_PROBLEM TO SOLVE:_
Your answer is one number, how many lines in the entries include "every".

━━━━

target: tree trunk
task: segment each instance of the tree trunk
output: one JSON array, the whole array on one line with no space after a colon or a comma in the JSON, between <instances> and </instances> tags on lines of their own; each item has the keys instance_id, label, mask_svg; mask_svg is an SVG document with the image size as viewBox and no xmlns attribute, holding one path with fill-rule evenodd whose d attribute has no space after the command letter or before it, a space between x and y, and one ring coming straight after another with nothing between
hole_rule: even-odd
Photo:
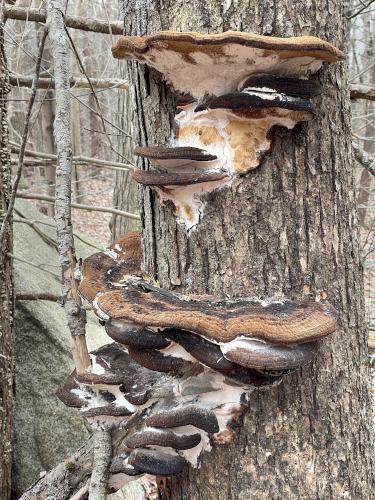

━━━━

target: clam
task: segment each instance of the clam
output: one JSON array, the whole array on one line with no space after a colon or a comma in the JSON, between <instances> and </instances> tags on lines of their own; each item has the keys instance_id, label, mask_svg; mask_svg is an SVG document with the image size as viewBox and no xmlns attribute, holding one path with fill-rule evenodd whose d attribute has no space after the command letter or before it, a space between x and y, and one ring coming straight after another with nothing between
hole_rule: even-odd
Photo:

━━━━

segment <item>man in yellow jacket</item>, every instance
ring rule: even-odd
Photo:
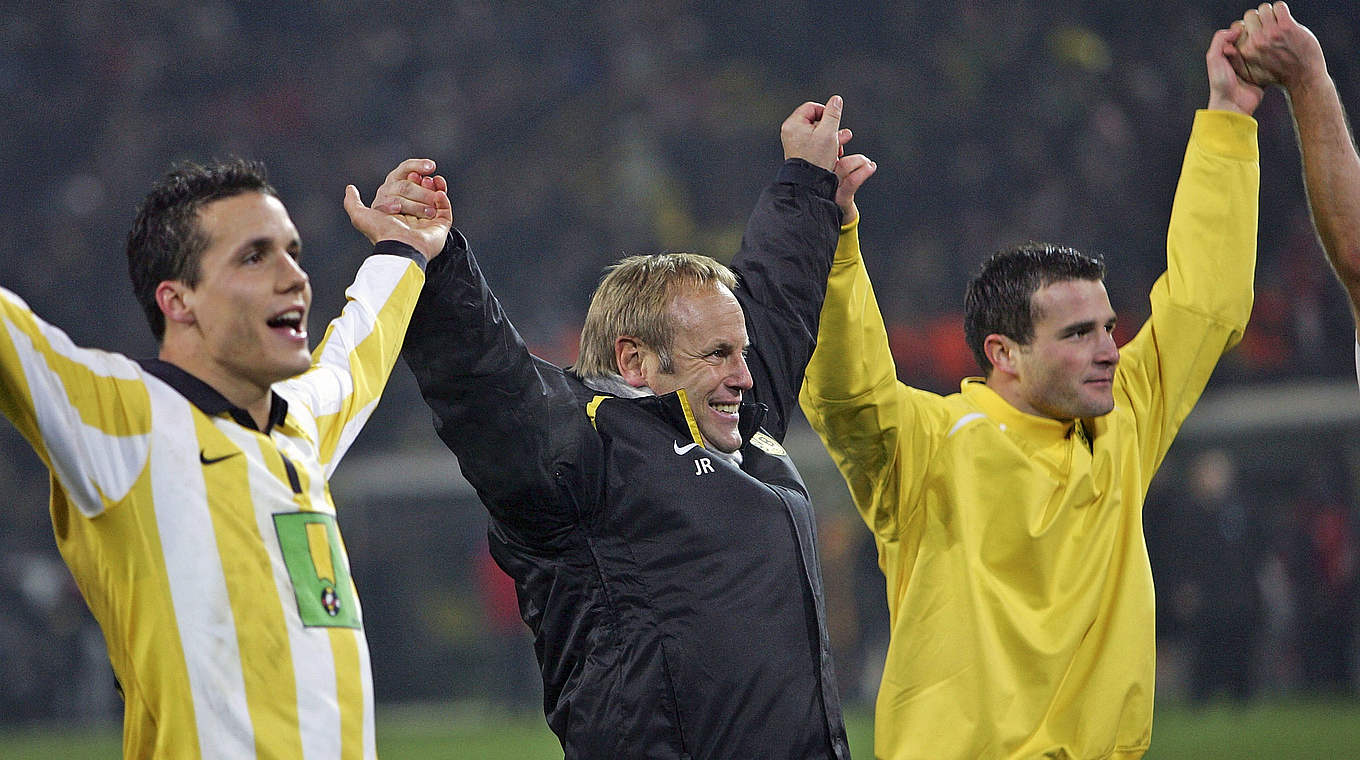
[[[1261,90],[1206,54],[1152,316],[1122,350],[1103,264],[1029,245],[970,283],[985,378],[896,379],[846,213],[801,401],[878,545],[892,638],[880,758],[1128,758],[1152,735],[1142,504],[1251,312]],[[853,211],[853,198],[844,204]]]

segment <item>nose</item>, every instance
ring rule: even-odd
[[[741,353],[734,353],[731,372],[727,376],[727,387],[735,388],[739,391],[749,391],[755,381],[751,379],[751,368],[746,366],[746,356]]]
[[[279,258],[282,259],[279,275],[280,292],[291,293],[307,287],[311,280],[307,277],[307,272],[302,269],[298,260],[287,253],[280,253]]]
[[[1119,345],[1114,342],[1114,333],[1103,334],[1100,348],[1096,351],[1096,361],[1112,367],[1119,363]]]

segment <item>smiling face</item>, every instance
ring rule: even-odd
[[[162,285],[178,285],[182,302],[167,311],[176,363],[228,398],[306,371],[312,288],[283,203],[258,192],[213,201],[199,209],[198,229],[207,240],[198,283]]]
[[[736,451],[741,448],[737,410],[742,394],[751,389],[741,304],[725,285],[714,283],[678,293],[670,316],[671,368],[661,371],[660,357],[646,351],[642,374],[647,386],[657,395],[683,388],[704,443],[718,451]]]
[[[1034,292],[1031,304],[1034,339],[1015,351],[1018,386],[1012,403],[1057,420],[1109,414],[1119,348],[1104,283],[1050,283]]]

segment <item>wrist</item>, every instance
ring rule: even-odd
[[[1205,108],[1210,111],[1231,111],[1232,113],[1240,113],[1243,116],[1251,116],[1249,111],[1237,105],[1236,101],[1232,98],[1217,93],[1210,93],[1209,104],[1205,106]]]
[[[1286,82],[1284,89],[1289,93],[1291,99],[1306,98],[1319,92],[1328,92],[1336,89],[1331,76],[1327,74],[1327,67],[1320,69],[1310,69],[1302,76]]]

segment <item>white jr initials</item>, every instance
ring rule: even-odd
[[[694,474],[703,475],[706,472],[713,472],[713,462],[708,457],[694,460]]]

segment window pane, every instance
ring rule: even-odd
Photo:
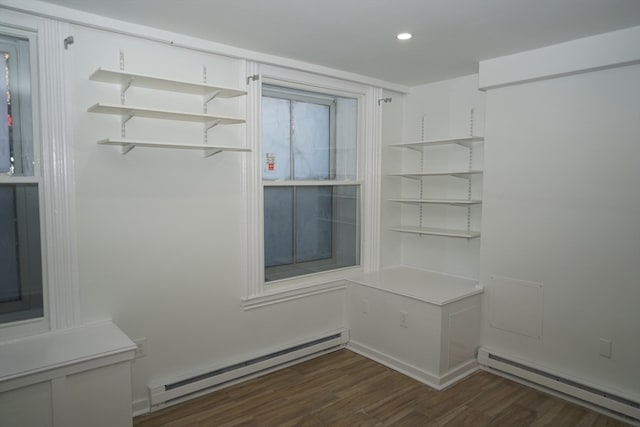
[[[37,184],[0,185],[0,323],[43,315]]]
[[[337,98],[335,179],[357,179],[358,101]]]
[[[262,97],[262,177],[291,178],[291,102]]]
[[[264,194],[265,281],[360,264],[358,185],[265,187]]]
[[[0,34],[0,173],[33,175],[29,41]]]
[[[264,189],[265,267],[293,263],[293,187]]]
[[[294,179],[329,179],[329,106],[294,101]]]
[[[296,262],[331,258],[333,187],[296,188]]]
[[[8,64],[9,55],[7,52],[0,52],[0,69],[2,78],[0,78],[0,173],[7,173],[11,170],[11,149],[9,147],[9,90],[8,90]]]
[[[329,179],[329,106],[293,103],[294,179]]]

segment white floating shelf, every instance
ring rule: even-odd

━━━━

_FINISHED EXERCISE:_
7